RECORD EXTRACTS:

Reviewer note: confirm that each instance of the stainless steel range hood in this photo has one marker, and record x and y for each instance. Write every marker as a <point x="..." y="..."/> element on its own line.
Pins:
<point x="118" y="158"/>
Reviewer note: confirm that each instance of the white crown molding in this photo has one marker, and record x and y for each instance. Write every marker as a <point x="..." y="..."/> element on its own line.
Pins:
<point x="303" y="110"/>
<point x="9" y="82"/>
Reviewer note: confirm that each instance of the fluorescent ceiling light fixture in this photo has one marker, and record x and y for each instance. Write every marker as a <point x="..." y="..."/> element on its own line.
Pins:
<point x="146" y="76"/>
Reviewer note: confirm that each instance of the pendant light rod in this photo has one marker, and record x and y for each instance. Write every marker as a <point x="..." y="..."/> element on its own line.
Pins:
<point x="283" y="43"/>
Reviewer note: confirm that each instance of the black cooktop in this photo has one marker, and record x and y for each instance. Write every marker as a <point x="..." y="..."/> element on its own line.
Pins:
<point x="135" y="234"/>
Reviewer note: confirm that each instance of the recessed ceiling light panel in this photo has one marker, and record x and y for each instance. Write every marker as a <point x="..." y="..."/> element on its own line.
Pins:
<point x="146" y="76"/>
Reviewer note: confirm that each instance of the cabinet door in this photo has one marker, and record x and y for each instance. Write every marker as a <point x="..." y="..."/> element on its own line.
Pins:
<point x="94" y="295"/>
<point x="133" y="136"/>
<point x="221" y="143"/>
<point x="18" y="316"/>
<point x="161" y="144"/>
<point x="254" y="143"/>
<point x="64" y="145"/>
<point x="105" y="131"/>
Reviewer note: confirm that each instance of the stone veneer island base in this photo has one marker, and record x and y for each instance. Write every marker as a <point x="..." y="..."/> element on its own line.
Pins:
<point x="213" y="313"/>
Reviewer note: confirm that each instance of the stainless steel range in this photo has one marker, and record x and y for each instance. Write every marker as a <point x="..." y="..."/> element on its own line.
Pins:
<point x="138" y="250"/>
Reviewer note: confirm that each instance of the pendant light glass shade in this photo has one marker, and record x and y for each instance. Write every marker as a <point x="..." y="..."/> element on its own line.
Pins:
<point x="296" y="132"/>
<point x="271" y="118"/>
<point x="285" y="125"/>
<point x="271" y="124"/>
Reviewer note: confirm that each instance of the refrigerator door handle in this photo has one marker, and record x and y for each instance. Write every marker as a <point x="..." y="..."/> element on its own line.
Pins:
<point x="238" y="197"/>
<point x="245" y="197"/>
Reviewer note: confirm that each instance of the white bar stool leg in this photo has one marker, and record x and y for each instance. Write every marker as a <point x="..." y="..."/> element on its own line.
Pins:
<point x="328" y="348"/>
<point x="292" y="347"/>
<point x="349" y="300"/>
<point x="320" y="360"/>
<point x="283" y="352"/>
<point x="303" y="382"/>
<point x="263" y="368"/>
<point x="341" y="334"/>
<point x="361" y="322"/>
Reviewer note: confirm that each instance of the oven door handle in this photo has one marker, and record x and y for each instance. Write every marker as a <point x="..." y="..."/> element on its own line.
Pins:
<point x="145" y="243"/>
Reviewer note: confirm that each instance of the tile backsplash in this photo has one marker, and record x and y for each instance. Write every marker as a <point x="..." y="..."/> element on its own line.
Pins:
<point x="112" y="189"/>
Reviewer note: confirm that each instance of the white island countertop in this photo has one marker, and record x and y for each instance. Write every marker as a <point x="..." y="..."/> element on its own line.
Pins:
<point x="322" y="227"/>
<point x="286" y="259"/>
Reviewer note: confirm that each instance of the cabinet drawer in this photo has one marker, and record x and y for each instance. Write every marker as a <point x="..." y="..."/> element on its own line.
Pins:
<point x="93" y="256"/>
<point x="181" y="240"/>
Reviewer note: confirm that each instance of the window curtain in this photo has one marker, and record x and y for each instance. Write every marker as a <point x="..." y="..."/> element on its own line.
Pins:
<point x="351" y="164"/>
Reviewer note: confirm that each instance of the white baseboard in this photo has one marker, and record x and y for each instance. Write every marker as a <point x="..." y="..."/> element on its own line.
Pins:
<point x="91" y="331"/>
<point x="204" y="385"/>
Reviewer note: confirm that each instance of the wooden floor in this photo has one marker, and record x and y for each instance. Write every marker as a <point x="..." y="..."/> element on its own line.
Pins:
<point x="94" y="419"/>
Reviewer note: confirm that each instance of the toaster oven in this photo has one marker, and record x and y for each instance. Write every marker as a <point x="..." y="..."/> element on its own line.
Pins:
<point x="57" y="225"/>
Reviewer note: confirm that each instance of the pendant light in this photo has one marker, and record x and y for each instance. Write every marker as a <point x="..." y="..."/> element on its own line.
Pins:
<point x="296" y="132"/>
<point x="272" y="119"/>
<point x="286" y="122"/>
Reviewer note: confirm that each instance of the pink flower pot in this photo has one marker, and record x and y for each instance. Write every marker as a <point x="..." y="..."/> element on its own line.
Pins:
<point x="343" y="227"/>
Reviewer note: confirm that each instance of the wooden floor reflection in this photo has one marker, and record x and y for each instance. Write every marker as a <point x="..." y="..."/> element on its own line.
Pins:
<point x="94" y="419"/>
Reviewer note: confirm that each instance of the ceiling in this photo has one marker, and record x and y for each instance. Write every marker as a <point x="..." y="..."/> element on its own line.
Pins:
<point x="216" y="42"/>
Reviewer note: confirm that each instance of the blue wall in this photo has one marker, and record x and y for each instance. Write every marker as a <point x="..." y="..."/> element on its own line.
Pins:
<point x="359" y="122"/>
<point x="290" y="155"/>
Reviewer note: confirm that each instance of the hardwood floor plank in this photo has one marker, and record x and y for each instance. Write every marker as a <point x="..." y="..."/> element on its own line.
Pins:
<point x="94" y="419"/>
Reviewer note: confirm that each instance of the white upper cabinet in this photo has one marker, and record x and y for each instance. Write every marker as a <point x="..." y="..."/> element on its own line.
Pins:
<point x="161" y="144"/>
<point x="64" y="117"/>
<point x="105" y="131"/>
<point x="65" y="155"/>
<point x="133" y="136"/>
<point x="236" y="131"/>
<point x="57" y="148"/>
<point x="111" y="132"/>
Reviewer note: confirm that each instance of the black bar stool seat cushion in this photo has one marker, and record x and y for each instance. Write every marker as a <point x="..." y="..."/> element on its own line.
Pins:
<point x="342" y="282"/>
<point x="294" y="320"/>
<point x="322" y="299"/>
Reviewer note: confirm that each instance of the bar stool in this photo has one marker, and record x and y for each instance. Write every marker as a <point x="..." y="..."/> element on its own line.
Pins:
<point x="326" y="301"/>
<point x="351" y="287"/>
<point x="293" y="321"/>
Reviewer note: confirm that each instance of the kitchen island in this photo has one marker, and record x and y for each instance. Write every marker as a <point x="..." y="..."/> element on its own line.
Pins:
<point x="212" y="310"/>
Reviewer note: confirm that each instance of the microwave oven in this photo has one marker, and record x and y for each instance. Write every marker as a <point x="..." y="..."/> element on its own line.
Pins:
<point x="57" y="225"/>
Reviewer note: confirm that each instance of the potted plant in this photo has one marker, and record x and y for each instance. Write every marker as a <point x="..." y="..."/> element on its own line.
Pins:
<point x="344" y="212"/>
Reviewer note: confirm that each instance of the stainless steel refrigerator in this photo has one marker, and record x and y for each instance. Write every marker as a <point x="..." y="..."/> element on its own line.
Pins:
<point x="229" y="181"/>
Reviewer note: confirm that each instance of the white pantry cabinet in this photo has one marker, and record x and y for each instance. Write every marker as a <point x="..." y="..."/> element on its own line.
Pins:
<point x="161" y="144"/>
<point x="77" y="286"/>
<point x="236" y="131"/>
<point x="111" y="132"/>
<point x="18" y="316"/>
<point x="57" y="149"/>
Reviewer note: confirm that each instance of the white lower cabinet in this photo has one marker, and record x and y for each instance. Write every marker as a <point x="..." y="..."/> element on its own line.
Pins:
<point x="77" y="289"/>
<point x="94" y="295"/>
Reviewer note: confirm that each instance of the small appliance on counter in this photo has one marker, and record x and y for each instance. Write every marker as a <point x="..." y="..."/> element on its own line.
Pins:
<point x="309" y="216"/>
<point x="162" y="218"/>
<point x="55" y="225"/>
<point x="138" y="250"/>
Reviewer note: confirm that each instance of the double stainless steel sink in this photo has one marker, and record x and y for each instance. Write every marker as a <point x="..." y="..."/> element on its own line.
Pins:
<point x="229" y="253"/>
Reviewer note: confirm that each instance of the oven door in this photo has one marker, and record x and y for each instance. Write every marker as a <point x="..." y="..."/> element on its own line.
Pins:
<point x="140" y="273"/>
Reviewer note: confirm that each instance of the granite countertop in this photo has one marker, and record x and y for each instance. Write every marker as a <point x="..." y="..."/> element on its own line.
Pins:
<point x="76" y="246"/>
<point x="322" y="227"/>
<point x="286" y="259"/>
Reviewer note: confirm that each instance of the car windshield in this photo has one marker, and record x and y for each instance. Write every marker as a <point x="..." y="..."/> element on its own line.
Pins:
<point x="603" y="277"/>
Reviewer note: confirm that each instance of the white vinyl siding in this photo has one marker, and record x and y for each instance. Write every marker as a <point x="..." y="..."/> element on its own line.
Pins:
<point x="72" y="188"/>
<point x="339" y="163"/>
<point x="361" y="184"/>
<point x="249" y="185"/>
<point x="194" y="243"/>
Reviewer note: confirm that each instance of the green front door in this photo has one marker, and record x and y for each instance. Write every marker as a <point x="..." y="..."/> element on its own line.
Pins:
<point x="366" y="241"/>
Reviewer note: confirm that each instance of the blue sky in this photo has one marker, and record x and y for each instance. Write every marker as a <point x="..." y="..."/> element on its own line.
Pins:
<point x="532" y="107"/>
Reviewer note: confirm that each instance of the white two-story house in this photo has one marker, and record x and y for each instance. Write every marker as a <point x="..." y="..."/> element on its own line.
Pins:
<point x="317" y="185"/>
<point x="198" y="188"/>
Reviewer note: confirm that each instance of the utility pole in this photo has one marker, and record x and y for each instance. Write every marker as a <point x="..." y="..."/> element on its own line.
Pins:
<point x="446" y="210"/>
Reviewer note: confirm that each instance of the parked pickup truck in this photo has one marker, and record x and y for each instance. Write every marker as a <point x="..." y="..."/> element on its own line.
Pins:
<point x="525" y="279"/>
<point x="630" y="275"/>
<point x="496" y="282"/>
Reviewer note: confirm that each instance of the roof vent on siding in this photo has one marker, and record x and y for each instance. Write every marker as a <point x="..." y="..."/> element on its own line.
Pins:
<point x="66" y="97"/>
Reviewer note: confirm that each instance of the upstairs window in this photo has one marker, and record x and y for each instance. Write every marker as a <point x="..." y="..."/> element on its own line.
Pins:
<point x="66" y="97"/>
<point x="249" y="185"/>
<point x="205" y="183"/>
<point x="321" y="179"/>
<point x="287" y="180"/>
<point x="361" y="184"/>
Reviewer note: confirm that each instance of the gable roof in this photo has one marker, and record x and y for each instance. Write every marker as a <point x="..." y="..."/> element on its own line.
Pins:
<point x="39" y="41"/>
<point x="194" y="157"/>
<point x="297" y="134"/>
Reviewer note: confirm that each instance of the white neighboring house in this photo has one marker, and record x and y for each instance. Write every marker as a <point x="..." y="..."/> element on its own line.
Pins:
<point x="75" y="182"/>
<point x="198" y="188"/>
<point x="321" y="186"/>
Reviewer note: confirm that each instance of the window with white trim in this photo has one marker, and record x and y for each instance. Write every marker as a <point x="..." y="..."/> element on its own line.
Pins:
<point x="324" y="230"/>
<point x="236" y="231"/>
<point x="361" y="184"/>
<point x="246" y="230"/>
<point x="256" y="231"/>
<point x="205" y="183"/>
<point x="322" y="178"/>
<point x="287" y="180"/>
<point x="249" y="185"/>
* * *
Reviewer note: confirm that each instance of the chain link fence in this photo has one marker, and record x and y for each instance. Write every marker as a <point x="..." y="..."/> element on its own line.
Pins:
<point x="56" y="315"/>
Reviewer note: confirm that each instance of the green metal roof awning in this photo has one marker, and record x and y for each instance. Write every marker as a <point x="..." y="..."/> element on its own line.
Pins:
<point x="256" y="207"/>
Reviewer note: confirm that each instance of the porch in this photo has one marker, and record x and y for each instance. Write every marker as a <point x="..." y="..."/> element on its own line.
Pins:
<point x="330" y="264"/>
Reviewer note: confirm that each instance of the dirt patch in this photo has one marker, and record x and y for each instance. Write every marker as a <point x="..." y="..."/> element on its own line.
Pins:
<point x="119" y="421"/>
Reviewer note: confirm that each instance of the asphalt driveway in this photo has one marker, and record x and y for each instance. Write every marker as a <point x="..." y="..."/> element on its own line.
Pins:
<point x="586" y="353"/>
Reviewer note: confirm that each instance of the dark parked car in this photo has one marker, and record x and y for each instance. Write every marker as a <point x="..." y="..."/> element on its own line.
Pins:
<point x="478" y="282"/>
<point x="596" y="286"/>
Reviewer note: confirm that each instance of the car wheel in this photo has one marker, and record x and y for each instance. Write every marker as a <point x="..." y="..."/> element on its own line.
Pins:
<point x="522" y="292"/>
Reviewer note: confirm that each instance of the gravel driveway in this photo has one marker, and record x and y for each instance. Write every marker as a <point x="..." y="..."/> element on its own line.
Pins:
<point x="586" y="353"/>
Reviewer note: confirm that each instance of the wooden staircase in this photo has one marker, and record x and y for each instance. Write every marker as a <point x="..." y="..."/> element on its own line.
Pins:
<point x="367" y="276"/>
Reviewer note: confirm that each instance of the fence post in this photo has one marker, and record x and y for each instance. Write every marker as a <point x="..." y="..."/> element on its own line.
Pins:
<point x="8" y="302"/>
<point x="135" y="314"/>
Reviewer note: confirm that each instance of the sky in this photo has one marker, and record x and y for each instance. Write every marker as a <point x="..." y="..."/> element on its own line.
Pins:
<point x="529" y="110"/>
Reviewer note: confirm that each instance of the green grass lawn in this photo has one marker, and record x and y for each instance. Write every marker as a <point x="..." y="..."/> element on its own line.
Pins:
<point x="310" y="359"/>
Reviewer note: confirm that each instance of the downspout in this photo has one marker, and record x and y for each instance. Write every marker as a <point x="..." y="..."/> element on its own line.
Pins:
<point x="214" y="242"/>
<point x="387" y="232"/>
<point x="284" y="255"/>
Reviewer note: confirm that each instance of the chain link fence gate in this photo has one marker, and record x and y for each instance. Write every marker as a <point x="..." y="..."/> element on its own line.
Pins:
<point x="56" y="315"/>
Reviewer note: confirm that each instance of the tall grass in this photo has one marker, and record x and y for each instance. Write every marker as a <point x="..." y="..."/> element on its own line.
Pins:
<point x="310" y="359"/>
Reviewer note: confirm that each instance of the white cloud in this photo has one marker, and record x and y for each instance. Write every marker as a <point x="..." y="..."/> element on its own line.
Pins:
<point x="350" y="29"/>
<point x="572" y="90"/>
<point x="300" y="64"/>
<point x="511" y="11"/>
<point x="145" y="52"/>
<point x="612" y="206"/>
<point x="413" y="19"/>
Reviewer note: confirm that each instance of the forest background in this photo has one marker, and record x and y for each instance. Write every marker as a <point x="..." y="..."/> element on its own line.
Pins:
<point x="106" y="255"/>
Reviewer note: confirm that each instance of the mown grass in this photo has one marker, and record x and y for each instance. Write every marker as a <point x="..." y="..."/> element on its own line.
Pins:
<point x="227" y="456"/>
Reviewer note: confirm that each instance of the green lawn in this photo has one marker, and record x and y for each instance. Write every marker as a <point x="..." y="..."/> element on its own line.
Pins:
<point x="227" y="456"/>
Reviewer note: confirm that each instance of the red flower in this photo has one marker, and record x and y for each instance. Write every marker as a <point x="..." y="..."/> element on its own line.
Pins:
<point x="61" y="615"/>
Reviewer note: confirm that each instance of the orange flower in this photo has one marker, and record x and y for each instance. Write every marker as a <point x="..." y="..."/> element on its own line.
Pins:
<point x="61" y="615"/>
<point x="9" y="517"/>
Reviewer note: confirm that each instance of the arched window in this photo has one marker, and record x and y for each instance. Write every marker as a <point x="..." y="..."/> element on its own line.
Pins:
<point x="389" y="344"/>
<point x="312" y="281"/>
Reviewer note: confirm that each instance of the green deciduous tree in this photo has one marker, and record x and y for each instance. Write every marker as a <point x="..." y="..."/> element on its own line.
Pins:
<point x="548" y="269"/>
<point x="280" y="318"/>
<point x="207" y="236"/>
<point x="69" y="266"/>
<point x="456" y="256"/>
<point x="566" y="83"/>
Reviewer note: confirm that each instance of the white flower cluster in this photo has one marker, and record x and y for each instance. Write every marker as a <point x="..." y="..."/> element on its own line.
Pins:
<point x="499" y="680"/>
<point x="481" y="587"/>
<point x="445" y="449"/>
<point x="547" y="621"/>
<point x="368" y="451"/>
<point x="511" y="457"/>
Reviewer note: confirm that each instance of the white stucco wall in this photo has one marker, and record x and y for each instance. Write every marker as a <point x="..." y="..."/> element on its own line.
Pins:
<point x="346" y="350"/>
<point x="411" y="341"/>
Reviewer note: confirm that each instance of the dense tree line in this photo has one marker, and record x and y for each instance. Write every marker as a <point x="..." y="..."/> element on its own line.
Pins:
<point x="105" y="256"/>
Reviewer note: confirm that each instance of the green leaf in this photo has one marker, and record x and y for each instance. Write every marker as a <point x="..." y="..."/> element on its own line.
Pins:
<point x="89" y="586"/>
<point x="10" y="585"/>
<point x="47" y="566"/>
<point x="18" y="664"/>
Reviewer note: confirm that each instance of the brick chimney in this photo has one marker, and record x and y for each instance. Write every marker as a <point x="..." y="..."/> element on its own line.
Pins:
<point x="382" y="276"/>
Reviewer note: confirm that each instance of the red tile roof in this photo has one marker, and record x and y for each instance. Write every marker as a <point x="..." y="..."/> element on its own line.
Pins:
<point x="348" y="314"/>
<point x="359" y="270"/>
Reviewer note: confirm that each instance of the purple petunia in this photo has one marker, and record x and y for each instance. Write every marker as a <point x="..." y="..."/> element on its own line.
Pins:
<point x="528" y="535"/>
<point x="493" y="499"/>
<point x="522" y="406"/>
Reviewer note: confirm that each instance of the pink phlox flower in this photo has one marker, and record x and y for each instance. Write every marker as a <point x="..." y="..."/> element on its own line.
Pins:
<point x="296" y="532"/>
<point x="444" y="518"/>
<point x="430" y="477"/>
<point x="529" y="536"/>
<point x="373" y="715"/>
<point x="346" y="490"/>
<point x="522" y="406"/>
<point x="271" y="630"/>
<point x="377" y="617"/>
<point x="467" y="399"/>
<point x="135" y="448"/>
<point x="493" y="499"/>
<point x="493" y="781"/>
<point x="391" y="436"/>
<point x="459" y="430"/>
* * *
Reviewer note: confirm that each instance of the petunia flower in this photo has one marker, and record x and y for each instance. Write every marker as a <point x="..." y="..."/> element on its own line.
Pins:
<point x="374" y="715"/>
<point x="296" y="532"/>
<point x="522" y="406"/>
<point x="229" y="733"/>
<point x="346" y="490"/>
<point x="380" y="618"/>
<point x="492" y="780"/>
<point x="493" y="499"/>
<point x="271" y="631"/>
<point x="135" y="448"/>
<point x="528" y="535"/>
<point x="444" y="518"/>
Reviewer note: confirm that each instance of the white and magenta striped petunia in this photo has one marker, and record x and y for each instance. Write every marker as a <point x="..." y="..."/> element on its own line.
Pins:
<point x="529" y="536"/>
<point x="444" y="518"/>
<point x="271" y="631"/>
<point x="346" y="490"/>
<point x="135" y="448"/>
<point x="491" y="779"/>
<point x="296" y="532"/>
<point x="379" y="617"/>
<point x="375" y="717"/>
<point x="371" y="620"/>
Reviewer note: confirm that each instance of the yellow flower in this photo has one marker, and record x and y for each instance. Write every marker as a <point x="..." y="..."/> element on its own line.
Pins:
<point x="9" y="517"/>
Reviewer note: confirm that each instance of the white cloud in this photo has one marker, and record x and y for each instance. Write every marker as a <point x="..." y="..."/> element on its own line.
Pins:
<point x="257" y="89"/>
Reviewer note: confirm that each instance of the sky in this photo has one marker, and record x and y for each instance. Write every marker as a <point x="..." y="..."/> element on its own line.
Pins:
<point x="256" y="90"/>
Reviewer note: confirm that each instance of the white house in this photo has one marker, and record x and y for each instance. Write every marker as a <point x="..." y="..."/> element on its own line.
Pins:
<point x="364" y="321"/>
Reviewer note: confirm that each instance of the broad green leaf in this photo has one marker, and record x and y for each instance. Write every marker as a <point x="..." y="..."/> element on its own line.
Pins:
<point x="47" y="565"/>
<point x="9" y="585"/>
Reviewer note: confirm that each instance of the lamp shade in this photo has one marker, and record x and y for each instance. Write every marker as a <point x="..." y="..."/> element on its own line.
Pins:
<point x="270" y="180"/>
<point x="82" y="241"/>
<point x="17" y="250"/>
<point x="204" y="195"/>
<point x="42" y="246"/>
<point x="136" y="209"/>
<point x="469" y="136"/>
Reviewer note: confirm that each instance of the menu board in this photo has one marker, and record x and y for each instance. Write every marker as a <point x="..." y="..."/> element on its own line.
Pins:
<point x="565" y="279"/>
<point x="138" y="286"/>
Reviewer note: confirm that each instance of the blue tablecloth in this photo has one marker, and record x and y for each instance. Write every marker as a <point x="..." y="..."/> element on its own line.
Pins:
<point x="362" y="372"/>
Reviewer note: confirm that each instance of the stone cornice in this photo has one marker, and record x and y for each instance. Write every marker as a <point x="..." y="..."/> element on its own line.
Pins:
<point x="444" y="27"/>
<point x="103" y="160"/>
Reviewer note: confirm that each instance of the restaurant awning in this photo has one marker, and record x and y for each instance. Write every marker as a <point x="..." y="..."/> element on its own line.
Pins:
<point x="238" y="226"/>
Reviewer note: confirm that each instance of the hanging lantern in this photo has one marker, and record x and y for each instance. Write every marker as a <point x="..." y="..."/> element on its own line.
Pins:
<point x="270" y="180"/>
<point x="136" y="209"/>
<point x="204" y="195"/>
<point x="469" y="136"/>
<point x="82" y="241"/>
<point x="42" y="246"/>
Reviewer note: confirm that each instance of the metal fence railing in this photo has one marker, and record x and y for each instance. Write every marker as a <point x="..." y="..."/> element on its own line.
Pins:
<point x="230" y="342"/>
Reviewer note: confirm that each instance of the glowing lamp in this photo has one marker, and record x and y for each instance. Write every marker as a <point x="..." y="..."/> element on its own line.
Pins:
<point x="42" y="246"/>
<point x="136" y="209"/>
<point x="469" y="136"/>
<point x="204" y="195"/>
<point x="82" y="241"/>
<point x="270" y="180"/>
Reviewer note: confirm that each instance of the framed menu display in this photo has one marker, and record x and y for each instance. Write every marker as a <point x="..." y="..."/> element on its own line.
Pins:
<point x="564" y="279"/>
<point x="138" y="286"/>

EXERCISE DESCRIPTION:
Taking the lines above, repeat exactly those from the line that contains "steel range hood" through the line that contains "Reviewer note: confirm that each instance of the white crown", and both of those lines as well. Include nothing else.

WRITTEN REPLY:
Reviewer note: confirm that each instance of the stainless steel range hood in this photo has one marker, and record x and y for each instance. Write every marker as a <point x="..." y="..."/> element on its own line.
Pins:
<point x="118" y="158"/>
Reviewer note: confirm that each instance of the white crown molding in this photo has one marker, and record x and y for each instance. Write every marker as a <point x="..." y="..."/> element on its own line.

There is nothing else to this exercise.